Saved data entries:
════════════════

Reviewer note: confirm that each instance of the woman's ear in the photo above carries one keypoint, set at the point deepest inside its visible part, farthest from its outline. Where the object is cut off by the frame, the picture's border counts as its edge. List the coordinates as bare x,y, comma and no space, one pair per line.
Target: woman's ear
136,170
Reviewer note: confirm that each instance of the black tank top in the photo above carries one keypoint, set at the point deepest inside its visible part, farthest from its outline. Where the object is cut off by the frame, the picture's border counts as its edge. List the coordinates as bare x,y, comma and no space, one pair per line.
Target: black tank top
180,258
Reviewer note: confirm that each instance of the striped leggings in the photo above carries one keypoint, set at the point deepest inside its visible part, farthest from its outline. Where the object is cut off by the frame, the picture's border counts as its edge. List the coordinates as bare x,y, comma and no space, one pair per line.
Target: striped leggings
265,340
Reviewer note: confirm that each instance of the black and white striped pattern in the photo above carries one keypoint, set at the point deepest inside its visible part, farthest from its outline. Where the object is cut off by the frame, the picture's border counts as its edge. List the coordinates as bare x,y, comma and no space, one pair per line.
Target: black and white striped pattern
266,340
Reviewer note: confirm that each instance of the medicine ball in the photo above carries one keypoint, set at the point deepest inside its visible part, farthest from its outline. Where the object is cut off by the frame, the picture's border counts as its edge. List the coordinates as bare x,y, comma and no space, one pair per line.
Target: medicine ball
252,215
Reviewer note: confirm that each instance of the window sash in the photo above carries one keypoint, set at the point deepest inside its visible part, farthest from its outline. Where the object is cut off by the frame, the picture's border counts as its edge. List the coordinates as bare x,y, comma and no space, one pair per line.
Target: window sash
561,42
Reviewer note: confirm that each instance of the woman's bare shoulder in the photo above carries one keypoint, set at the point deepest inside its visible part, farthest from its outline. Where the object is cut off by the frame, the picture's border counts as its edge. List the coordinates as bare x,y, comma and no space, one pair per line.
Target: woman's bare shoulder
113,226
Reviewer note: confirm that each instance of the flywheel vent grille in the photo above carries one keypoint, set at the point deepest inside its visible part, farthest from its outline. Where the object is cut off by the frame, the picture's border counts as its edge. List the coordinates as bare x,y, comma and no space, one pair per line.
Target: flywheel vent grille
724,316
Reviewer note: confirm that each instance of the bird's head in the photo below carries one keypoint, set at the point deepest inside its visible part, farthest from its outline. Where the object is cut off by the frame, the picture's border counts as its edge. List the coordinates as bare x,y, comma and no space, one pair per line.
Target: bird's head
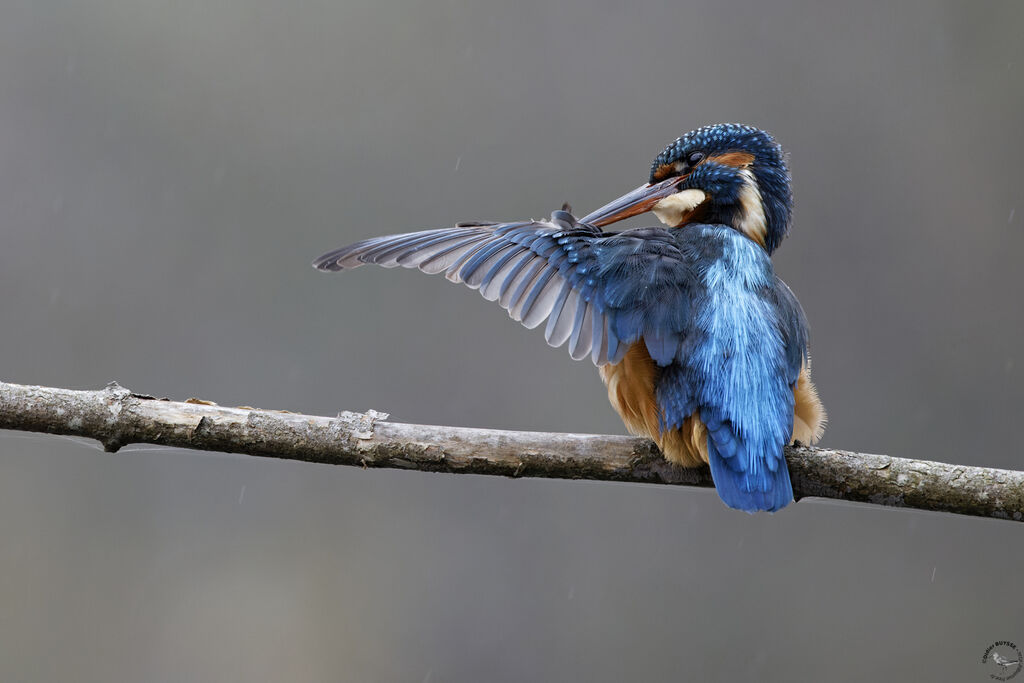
727,173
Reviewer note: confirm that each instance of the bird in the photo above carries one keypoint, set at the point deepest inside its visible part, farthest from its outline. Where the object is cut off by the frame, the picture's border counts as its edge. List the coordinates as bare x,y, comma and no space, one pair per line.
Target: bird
701,347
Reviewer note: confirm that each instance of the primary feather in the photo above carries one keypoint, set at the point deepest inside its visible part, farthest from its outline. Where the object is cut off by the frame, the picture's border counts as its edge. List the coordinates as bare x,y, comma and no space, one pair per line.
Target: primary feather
724,337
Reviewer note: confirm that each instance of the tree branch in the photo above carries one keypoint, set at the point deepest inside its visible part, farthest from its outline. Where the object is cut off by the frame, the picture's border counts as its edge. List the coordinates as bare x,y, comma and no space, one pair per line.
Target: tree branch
117,417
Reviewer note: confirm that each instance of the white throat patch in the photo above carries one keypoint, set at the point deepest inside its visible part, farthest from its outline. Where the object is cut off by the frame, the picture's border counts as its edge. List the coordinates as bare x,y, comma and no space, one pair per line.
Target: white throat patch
752,220
674,208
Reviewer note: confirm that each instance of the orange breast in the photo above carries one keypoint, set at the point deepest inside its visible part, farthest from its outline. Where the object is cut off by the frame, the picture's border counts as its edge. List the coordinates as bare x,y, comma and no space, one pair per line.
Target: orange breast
631,390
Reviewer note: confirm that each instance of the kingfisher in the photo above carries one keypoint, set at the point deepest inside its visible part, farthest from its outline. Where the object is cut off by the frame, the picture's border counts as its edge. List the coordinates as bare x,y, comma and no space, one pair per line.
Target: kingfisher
701,347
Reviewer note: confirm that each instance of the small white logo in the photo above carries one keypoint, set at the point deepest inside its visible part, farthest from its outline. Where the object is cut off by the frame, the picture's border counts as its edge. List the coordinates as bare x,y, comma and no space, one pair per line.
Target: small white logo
1004,660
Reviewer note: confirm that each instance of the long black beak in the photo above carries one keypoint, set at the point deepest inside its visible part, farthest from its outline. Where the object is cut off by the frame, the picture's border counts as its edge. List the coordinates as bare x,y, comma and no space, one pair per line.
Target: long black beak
640,200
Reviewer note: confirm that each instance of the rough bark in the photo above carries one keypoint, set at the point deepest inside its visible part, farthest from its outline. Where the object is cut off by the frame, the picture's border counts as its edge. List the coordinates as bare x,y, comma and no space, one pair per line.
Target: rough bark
117,417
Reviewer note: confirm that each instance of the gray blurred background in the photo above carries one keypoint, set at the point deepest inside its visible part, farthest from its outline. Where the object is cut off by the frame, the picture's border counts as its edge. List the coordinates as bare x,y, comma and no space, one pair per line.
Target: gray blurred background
169,169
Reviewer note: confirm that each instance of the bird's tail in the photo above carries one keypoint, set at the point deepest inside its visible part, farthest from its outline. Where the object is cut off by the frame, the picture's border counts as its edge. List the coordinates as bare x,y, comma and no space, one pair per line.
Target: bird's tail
749,476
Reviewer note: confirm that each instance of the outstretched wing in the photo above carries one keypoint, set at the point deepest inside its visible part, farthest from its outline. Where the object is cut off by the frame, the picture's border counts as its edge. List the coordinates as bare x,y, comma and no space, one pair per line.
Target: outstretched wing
599,292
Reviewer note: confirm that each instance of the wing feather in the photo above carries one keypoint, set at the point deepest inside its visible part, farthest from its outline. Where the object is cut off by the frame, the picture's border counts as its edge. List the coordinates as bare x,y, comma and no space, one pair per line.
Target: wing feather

════════════════

> **SHORT TASK**: Without including any pictures, reproduce the listing exactly.

> **FINAL ANSWER**:
Reviewer note: confirm that each instance of the woman's ear in the photo above carries one keypoint, set at the point deepest inside its visible part, farthest from its outline. Where the object is cut off by the frame, the picture's border counts as its edge. List the coordinates as bare x,y, comma and no space, one pair per line.
Target: woman's ear
136,170
Reviewer note: confirm that each instance of the black tank top in the photo above carries one keypoint, set at the point deepest inside its visible part, farthest from its outline. Where the object is cut off by the frame, the picture's border counts as its edge. List the coordinates as bare x,y, comma and no space, one pair per line.
Target: black tank top
180,258
Reviewer note: confirm that each instance of the striped leggings in the photo above carries one keypoint, set at the point deepest inside its visible part, farthest from its outline. Where the object is cut off by the frame, the picture's border counts as its edge. List the coordinates as bare x,y, comma and no space, one pair per line.
Target: striped leggings
265,340
Reviewer note: confirm that each instance of the black and white striped pattern in the photo above carries one keypoint, set at the point deepest inside its visible part, farthest from its outline. Where the object is cut off by the frame, the picture's border counts as its edge. List the coordinates as bare x,y, comma and no space, one pair per line.
Target: black and white striped pattern
266,340
Reviewer note: confirm that each instance of the medicine ball in the photo above carries one keypoint, set at the point deepest inside its visible part, farthest from its outline. Where the object is cut off by the frame, the picture's border counts as its edge. List the coordinates as bare x,y, comma and no space, one pair per line.
Target: medicine ball
252,215
Reviewer note: confirm that each instance of the window sash in the photo above carries one keypoint, set at the point deepest inside its visible part, farthest from its outline. Where the object is cut off by the frame, the picture's border counts as its edge. List the coordinates as bare x,y, comma and no space, one pair per line.
Target: window sash
561,42
Reviewer note: confirm that each instance of the woman's bare shoulder in the photo above carries one keypoint, set at the point deepest inside its visible part, farthest from its outline. Where the object is cut off by the frame, the picture's border counts as its edge. List the coordinates as bare x,y, comma and no space, one pair per line.
Target: woman's bare shoulder
113,226
Reviewer note: confirm that each instance of the flywheel vent grille in the photo above carries one keypoint, set at the point deepest inside its visible part, farthest from its outline. Where the object is cut off by the frame, the picture's border counts as its edge. List the coordinates as bare x,y, comma and no space, one pair per line.
Target: flywheel vent grille
724,316
Reviewer note: confirm that each instance of the bird's head in the photo below carries one keypoint, set at the point deepest inside its visible part, farthest from its outline. Where the object is cut off by the frame, the picture's border counts as its edge. List the coordinates as bare x,y, comma and no space, one pair per line.
Target: bird's head
727,173
Reviewer note: confirm that each instance of the bird in the photo above carries one keypoint, set at the point deepest inside its visible part, farthest from its outline. Where the object is cut off by the frame, the picture's border counts as its edge. List the coordinates as bare x,y, comma and no space, one pair per line.
Target: bird
701,347
Reviewer note: confirm that each instance of the primary feather in the photo above carries one keypoint, set at the point deepest inside its visible part, farthest from its outline. Where the object is cut off by the frame, the picture's border counts as its edge. List the coordinates as bare x,y, comma and no space, one pair per line.
Target: primary feather
724,337
Reviewer note: confirm that each instance of the tree branch in the photo above carries one keypoint, set at the point deepest inside its visible part, farthest from its outline. Where the object is cut off by the frame, the picture's border counts as its edge. List the coordinates as bare x,y, comma and no space, one pair per line.
Target: tree branch
117,417
Reviewer note: confirm that each instance of the white throat patch in the photo above carries one keypoint, set at the point deepest inside its visible part, farthest from its outline. Where the object is cut off by the frame, the picture's border counts as its edge. List the coordinates as bare x,y, comma and no space, one pair per line.
Target: white throat patch
752,220
674,208
Reviewer note: confirm that each instance of the orange breast in the photo above carries one keypoint, set at the point deepest inside its visible part, farthest from its outline. Where the object is cut off by the frame, the picture's border counts as its edge. List the coordinates as bare x,y, comma and no space, one pair per line.
Target: orange breast
631,390
Reviewer note: confirm that each instance of the kingfisher in the photo above carries one keypoint, set at the point deepest inside its visible part, farthest from its outline. Where the object is cut off by the frame, the picture's border counts as its edge. List the coordinates as bare x,y, comma and no space, one pair per line.
Target: kingfisher
701,347
Reviewer note: confirm that each instance of the small white logo in the photo above carries one keypoint, set at the point deepest inside its visible part, farthest from its outline. Where the object is cut off by the frame, the picture's border counts as its edge. List the coordinates as bare x,y, comma and no space, one pair per line.
Target: small white logo
1004,660
Reviewer note: confirm that each instance of the long black beak in the photo above carries one keypoint, set at the point deepest inside its visible part, farthest from its outline. Where the object is cut off by the frame, the picture's border counts as its edge. List the coordinates as bare x,y, comma and no space, one pair per line.
Target: long black beak
640,200
Reviewer note: confirm that each instance of the rough bark in the photo above carries one keypoint, set at the point deepest inside its visible part, farthest from its outline. Where the object is cut off by the frame, the picture's border counts as its edge. List the coordinates as bare x,y, comma and no space, one pair per line.
Target: rough bark
117,417
Reviewer note: confirm that each instance of the gray blurred background in the photo above carries one keypoint, set at the point deepest inside its visible part, farthest from its outline. Where the object is cut off by the frame, the picture's border counts as its edge. List the coordinates as bare x,y, comma and no space, one pair per line.
Target: gray blurred background
169,169
Reviewer note: confirm that each instance of the bird's tail in the photo above carries one keypoint, set at the point deepest inside its visible part, farthest from its outline. Where the object is cut off by the frame, the picture's border counts as its edge. List the coordinates as bare x,y, comma and no space, one pair per line.
Target: bird's tail
749,476
Reviewer note: confirm that each instance of the outstretched wing in the photo above carries one keypoint, set at the point deepest inside its visible part, farthest from its outline. Where the object is cut off by the frame, the picture's border counts as its edge. List the coordinates as bare x,y, comma and no space, one pair per line.
Target: outstretched wing
599,292
Reviewer note: confirm that each instance of the wing feather in the photo above carries one keypoint, set at the point deepest inside its visible part, farthest from its outline. Where the object is cut off by the frame, the picture's border counts as its edge. List the coordinates as bare x,y, comma and no space, one pair per line.
Target: wing feather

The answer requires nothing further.